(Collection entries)
★ ★ ★ ★ ★
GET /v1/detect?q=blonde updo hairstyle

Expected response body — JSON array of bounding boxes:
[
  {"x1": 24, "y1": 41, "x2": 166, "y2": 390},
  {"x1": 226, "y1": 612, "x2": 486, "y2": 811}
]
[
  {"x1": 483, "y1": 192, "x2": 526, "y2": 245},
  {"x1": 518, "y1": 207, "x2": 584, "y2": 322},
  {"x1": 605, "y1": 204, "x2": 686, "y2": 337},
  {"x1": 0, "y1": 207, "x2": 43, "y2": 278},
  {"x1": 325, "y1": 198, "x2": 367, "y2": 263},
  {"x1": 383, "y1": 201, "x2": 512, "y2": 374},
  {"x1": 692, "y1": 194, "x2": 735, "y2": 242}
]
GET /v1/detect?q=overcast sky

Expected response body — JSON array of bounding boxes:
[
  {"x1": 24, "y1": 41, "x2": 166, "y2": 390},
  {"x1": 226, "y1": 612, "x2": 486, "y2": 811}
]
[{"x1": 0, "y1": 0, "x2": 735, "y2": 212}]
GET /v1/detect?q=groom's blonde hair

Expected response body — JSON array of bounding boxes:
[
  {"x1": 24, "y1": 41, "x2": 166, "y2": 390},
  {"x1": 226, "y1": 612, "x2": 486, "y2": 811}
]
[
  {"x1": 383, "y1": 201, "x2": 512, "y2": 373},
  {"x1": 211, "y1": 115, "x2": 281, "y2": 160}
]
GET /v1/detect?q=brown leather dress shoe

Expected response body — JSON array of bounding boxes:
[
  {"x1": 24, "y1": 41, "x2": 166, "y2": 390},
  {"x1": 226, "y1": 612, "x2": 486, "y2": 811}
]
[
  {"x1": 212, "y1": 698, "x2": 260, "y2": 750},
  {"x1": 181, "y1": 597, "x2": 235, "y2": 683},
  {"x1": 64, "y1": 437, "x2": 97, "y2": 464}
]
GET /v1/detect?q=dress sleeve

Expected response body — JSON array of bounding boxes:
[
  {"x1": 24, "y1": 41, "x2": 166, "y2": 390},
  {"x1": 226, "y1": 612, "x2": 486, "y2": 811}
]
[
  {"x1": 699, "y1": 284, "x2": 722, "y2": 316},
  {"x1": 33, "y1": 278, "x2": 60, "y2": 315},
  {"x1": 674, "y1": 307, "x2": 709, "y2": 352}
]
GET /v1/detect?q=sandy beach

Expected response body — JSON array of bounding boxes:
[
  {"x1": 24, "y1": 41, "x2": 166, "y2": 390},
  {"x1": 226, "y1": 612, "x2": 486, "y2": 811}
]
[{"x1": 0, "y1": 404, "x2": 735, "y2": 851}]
★ ★ ★ ★ ★
Select each line in the records that includes the string "detect". Uppercase and lowercase letters count as different.

RESULT OF THIS TASK
GET /v1/detect?q=blonde updo hairstyle
GET /v1/detect?q=overcast sky
GET /v1/detect?q=groom's blonde hair
GET /v1/detect?q=brown leather dress shoe
GET /v1/detect?q=dress sleeve
GET /v1/detect?q=sandy beach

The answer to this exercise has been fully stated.